Extract provided:

▼

[Python-ideas] Having unbound methods refer to the classes their defined on

Gmail arnodel at googlemail.com
Wed Jun 2 08:36:54 CEST 2010


On 1 Jun 2010, at 18:36, cool-RR wrote:

> Hello,
> 
> I would like to raise an issue here that I've been discussing at python-porting.
> 
> (And I'd like to preface by saying that I'm not intimately familiar with Python's innards, so if I make any mistakes please correct me.)
> 
> In Python 2.x there was an "unbound method" type. An unbound method would have an attribute `.im_class` that would refer to the class on which the method was defined. This allowed users to use the `copy_reg` module to pickle unbound methods by name. (In a similar way to how functions and classes are pickled by default.)
> 

Not exactly (python 2.6):

>>> class Foo(object):
...    def f(self): pass
... 
>>> Foo.f
<unbound method Foo.f>
>>> Foo.f.im_class
<class '__main__.Foo'>
>>> class Bar(Foo): pass
...

▲

Complete the following:
A – In the Python-ideas message, which attribute of an unbound method referred to the class on which the method was defined?
B – Write a continuation of the Python-ideas message, starting right after its final line.
The records that come next are separate material, unrelated to the Python-ideas message.

Entries:
▼

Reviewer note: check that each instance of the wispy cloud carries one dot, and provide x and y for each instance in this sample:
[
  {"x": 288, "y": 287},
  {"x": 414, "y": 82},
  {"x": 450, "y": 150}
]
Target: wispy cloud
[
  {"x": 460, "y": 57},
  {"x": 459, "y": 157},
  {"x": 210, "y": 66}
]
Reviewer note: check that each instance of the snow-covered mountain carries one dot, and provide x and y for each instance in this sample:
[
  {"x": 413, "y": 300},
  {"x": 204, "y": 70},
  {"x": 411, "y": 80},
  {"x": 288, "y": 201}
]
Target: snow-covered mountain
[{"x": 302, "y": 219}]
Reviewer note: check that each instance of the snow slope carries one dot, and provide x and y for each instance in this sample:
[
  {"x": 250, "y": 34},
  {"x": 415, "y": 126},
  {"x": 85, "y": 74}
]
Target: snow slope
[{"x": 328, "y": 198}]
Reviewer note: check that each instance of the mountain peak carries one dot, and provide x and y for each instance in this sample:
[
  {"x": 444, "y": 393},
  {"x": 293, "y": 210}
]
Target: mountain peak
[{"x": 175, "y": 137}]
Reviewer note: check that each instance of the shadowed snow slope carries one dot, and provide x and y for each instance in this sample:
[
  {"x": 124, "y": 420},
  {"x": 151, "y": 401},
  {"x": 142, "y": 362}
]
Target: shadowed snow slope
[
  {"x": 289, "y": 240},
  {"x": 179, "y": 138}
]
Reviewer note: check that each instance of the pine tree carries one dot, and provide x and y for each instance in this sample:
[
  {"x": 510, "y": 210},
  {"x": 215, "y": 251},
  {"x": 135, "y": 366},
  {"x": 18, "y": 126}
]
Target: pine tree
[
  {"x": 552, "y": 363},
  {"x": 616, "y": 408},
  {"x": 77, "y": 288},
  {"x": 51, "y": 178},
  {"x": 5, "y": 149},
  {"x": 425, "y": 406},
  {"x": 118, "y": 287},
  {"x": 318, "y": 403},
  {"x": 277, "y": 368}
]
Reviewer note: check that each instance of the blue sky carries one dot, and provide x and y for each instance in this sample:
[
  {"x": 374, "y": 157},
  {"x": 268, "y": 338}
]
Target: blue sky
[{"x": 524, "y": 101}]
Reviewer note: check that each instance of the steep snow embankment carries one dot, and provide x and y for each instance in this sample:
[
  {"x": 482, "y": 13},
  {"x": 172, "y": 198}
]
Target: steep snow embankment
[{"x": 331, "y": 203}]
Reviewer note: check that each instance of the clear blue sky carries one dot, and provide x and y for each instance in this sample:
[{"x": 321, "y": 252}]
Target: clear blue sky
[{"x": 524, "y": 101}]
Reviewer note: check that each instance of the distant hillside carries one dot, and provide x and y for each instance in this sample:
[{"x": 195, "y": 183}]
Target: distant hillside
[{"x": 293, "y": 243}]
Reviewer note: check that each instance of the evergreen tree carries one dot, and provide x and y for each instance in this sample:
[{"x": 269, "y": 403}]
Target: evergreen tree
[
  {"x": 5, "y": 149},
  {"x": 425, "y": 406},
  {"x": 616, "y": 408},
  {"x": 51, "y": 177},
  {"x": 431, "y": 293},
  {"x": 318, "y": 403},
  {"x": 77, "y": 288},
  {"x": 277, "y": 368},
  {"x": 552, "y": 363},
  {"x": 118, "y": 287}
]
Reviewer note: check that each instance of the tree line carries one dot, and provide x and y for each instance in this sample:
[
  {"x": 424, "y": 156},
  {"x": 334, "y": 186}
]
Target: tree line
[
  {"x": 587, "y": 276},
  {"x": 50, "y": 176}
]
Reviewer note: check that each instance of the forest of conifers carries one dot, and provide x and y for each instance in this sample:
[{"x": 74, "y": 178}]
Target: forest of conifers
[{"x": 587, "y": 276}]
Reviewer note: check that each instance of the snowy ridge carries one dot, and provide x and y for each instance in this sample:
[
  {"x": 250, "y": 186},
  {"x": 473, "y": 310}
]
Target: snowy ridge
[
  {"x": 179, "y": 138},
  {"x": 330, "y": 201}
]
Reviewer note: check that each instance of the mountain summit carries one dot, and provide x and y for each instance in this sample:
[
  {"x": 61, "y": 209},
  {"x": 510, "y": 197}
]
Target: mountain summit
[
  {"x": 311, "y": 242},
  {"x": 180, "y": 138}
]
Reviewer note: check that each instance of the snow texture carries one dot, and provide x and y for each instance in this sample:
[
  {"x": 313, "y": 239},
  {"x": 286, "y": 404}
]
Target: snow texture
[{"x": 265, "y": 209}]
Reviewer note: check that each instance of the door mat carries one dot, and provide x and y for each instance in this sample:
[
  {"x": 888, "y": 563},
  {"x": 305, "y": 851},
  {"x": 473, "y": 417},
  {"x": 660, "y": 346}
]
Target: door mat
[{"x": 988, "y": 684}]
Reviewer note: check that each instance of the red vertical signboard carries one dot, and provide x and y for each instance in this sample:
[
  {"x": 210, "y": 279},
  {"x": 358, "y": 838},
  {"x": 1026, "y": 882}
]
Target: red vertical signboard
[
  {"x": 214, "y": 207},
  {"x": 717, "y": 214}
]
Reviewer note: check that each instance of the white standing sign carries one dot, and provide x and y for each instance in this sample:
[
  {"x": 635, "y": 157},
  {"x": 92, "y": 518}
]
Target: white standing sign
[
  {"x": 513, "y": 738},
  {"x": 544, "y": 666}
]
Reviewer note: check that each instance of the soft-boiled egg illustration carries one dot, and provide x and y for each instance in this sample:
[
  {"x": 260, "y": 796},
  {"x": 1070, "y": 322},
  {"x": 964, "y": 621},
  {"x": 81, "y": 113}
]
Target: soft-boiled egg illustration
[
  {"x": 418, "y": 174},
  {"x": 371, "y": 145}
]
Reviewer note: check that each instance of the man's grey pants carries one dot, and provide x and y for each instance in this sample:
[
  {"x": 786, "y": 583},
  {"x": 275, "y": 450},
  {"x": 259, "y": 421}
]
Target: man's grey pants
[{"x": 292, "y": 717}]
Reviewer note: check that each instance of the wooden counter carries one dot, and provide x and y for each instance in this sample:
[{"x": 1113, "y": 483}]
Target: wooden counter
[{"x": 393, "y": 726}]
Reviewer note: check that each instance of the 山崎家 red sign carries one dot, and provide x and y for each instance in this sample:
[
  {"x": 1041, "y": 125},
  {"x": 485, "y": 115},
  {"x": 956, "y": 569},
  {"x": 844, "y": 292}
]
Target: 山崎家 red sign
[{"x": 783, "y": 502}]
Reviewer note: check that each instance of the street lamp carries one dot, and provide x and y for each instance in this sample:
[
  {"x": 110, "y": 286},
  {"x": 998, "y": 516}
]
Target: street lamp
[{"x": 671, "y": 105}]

▲

Answer list:
A – `.im_class`

B –
>>> bar.f
<unbound method Bar.f>
>>> Bar.f.im_class
<class '__main__.Bar'>


> In Python 3.x unbound methods are plain functions. There is no way of knowing on which class they are defined, so therefore it's impossible to pickle them. It is even impossible to tell `copyreg` to use a custom reducer:
> http://stackoverflow.com/questions/2932742/python-using-copyreg-to-define-reducers-for-types-that-already-have-reducers
> 
> (To the people who wonder why would anyone want to pickle unbound methods: I know that it sounds like a weird thing to do. Keep in mind that sometimes your objects need to get pickled. For example if you're using the multiprocessing module, and you pass into it an object that somehow refers to an unbound method, then that method has to be picklable.)
> 
> The idea is: Let's give unbound methods an attribute that will refer to the class on which they were defined.
> 
> What do you think?

Unbound methods in Python 2.X were objects that were created on class attribute access, not when the class was created, so what you are asking for is different from what Python 2.X provided.  Here is a very simplified way to mimic 2.X in 3.X via metaclasses (Python 3.2):

>>> class FooType(type):
...     def __getattribute__(self, attrname):
...         attr = super().__dict__[attrname]
...         if isinstance(attr, type(lambda:0)):
...             return ("unbound method", self, attr)
...         else:
...             return attr
... 
>>> class Foo(metaclass=FooType):
...     def f(self):pass
...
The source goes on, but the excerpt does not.